[Begin]

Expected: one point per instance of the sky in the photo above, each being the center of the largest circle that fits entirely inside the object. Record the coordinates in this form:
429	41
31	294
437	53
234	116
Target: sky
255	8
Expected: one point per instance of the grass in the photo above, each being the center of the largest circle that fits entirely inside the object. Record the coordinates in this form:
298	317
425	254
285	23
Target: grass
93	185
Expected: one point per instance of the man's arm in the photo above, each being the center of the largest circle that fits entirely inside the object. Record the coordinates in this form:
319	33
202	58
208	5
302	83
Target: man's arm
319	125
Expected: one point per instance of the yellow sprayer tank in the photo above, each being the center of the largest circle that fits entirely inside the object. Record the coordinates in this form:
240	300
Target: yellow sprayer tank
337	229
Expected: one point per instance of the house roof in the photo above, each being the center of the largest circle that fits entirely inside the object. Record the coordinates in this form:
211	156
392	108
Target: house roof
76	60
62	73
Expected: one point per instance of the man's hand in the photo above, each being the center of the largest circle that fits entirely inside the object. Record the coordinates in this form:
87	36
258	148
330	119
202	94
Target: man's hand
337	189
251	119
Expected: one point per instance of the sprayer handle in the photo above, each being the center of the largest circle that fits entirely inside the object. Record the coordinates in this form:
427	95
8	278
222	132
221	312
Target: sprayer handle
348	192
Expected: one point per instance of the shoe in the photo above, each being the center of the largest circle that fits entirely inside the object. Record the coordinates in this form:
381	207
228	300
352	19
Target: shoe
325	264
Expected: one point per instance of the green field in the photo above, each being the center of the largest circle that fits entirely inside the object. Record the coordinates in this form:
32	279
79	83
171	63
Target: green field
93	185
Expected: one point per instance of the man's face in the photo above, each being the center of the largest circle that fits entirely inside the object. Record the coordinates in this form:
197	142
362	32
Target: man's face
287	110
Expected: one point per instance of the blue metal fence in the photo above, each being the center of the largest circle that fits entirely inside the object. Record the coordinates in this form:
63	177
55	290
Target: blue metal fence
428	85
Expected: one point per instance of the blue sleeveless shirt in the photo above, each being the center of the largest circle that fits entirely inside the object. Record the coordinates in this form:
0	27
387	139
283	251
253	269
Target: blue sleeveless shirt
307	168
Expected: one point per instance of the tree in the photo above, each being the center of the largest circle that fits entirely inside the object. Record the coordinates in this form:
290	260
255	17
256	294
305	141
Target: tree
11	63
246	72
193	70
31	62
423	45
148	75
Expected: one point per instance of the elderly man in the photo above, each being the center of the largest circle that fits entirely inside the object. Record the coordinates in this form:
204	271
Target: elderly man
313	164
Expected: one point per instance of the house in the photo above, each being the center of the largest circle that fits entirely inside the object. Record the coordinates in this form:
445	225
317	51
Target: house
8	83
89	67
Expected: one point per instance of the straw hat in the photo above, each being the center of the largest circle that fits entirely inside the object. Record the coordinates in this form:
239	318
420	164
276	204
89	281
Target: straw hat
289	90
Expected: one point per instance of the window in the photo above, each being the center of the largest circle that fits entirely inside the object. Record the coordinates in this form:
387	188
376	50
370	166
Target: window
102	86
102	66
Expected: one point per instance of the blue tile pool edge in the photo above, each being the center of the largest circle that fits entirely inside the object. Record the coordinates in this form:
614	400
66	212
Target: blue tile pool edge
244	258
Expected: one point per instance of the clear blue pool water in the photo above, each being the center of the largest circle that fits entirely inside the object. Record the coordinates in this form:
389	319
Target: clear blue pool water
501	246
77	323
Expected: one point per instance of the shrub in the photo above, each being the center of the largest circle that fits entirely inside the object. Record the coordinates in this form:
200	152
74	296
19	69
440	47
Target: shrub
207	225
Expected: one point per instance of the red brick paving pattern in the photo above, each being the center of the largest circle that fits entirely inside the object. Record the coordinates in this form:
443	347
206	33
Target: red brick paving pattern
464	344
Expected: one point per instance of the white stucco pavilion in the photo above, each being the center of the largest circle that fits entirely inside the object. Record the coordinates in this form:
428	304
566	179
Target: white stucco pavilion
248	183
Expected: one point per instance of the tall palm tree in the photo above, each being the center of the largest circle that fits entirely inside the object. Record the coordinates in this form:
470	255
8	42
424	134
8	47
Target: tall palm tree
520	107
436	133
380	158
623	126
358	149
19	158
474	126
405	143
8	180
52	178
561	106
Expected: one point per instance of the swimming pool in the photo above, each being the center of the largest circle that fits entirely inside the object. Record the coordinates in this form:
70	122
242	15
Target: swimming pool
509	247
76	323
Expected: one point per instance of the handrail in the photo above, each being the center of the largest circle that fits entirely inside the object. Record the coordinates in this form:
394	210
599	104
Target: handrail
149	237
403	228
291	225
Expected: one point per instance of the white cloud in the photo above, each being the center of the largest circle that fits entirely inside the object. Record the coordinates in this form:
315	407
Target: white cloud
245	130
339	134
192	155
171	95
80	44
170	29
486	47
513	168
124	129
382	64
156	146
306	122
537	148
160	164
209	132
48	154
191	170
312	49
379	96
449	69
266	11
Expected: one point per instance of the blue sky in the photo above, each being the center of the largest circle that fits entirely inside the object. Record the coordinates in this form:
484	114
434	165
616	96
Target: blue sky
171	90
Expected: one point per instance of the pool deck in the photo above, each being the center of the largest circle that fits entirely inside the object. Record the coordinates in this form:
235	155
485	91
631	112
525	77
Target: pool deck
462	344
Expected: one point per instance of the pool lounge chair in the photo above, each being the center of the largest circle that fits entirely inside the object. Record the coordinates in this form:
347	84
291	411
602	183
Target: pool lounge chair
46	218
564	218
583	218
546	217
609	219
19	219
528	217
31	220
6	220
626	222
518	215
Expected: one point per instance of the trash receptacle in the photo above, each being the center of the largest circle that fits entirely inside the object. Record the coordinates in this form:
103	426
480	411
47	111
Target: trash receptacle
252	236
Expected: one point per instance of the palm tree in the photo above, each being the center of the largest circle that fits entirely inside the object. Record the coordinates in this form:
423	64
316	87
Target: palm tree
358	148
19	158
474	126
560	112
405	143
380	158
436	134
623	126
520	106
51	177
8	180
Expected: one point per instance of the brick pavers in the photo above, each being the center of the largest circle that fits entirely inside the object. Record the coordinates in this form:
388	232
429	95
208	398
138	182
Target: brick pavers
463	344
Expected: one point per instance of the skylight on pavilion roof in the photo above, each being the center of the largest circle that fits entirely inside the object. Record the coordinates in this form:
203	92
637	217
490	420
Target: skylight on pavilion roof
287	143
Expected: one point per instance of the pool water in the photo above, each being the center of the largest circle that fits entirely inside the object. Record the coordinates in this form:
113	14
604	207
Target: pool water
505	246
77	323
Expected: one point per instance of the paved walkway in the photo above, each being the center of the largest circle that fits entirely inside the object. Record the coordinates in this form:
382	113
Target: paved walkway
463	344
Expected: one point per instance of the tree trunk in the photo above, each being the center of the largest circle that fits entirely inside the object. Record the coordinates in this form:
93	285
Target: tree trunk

[End]

DIRECTIONS FOR THIS TASK. Extract all of the material exactly as it is written.

RESULT FOR THIS EXERCISE.
Expected: one point per instance of the sky in the photo above, each being the center of the largest circle that fits entirely inside the object. Record the coordinates in this form:
429	41
31	294
437	53
234	116
Target: sky
255	8
Expected: one point per instance of the grass in the photo above, each being the center of the largest circle that fits entirely inside the object. Record the coordinates in this form:
298	317
425	254
285	23
Target: grass
93	185
Expected: one point per instance of the man's arm in the photo above, each being the center of the largest circle that fits entirely inside the object. Record the coordinates in this form:
319	33
202	58
208	5
302	83
Target: man's arm
319	125
Expected: one point per instance of the yellow sprayer tank in the photo above, each being the center of the largest circle that fits entirely inside the object. Record the coordinates in this form:
240	300
Target: yellow sprayer tank
337	229
Expected: one point per instance of the house roof in the photo above, each being the center of the largest circle that fits entirely inside the object. Record the coordinates in this form:
211	156
392	108
Target: house roof
76	60
62	73
Expected: one point per instance of the man's hand in the photo above, each being the center of the largest circle that fits entirely inside the object. Record the coordinates in this form:
87	36
258	148
330	119
202	94
Target: man's hand
337	189
251	119
Expected: one point per instance of the sprayer handle in the photo above, each being the center of the largest circle that fits entirely inside the object. Record the coordinates in this form:
427	95
8	278
222	132
221	312
Target: sprayer handle
348	192
Expected: one point per instance of the shoe in the photo above, each being the center of the largest circle that fits entirely inside the object. Record the coordinates in this form:
381	207
228	300
352	19
Target: shoe
325	264
Expected: one point per instance of the green field in the photo above, each being the center of the largest circle that fits entirely inside the object. Record the coordinates in this form:
32	279
79	83
171	63
Target: green field
93	185
Expected: one point per instance of the man's face in the photo above, each being the center of the largest circle that fits entirely inside the object. Record the coordinates in this form:
197	142
362	32
Target: man's face
287	110
Expected: one point per instance of the blue metal fence in the photo above, each being the center of the largest circle that fits entirely inside the object. Record the coordinates in this form:
63	177
55	290
Target: blue metal fence
428	85
Expected: one point per instance of the blue sleeveless shirt in the photo above, each being the center of the largest circle that fits entirely inside the object. Record the coordinates in this form:
0	27
387	139
283	251
253	269
Target: blue sleeveless shirt
307	168
Expected: one point per instance of the tree in the photo above, each being the center of the largest circle that fits entirely inside the object. Record the coordinates in this form:
290	260
255	17
256	294
305	141
Target: tree
11	63
246	72
193	70
31	62
423	45
148	75
Expected: one point per instance of the elderly man in the photo above, each being the center of the largest circle that fits entirely inside the object. Record the coordinates in this form:
204	271
Target: elderly man
313	164
Expected: one point per instance of the house in the photo above, each being the center of the largest circle that fits entirely inside the object. Record the coordinates in this form:
445	225
317	51
Target: house
8	83
89	67
Expected: one point per instance of the straw hat in the photo above, each being the center of the largest circle that fits entirely inside the object. Record the coordinates in this form:
239	318
420	164
276	204
89	281
Target: straw hat
289	90
Expected: one point per instance of the window in the photo above, each being the center of the largest circle that fits entirely inside the object. Record the coordinates in this form:
387	188
376	50
370	166
Target: window
102	86
102	66
Expected: one point per instance of the blue tile pool edge in the photo above, each being the center of the largest circle that fits entirely inside the object. Record the coordinates in this form:
614	400
66	212
Target: blue tile pool edge
244	258
Expected: one point per instance of the clear blue pool water in the photo above, each being the center of the largest circle that fits entirely inside the object. Record the coordinates in this form:
389	319
Target: clear blue pool water
501	246
77	323
Expected: one point per instance of the shrub in the photo above, each being the center of the largest circle that fits entirely inside the object. Record the coordinates in this form:
200	152
74	296
19	69
440	47
Target: shrub
207	225
Expected: one point per instance of the red brick paving pattern in the photo above, each being the center of the largest circle that fits entirely inside the object. Record the coordinates in this form:
443	347
206	33
Target: red brick paving pattern
464	344
Expected: one point per instance of the white stucco pavilion in the photo above, each being the center of the largest circle that fits entirely inside the object. Record the coordinates in this form:
428	304
566	179
Target: white stucco pavilion
248	183
Expected: one point per instance of the tall palm tree in the photo above, each being the center of the largest circle that fits entirely inside the object. Record the coordinates in this form:
470	255
8	42
424	134
8	47
Target: tall palm tree
520	107
436	133
380	158
623	126
358	149
19	158
474	126
405	143
8	180
52	178
561	106
Expected: one point per instance of the swimming pool in the photo above, each being the center of the largest circle that fits entirely inside the object. Record the coordinates in this form:
70	122
242	15
Target: swimming pool
509	247
76	323
Expected: one point per instance of the handrail in the photo above, each being the center of the largest circle that fits entirely inside the object. Record the coordinates in this form:
394	210
599	104
Target: handrail
149	237
403	228
291	225
Expected: one point per instance of the white cloud in the photo above, each being the center of the largest circle that fits entirely inside the object. Record the coordinates in this form:
315	407
Target: white cloud
245	130
339	134
192	155
171	95
80	44
170	29
486	47
513	168
124	129
382	64
156	146
306	122
537	148
160	164
209	132
48	154
191	170
312	49
379	96
449	69
266	11
Expected: one point per instance of the blue sky in the photo above, each being the center of the largest circle that fits entirely inside the object. Record the coordinates in this form:
484	114
434	165
616	96
Target: blue sky
171	90
Expected: one point per instance of the pool deck in the photo above, each being the center of the largest circle that fits entirely inside the object. Record the coordinates in this form:
235	155
485	91
631	112
525	77
Target: pool deck
462	344
Expected: one point per instance of the pool lounge chair in the photo above, each being the center of the largest circle that fits entirely inside the object. Record the coordinates in this form:
347	84
291	411
602	183
Target: pool lounge chair
46	218
564	218
583	218
546	217
609	219
19	219
528	217
31	220
6	220
626	222
518	215
Expected: one point per instance of the trash receptacle in the photo above, each being the center of the largest circle that fits entirely inside the object. Record the coordinates in this form:
103	426
480	411
47	111
Target: trash receptacle
252	236
Expected: one point per instance of the palm tree in the photo above, each being the center of the largest circle that fits entirely inside the object. Record the coordinates in this form:
423	64
316	87
Target: palm tree
358	148
19	158
474	126
560	112
405	143
380	158
436	134
623	126
520	106
51	177
8	180
Expected: one point per instance of the brick pavers in the photo above, each being the center of the largest circle that fits entirely inside the object. Record the coordinates in this form:
388	232
429	95
208	398
138	182
Target: brick pavers
463	344
Expected: one point per instance of the skylight on pavilion roof in the photo above, each being the center of the largest circle that fits entirely inside the object. Record the coordinates in this form:
203	92
637	217
490	420
Target: skylight on pavilion roof
287	143
Expected: one point per instance of the pool water in the photo above, each being the center of the largest circle that fits entirely inside the object. Record the coordinates in this form:
113	14
604	207
Target: pool water
505	246
77	323
Expected: one point per instance of the paved walkway in the photo above, each being the center of the largest circle that fits entirely inside the object. Record the coordinates in this form:
382	113
Target: paved walkway
463	344
Expected: one point per instance of the tree trunk in the photo above, each being the center of the largest circle that fits entirely inside the object. Record the coordinates in this form:
93	285
Target: tree trunk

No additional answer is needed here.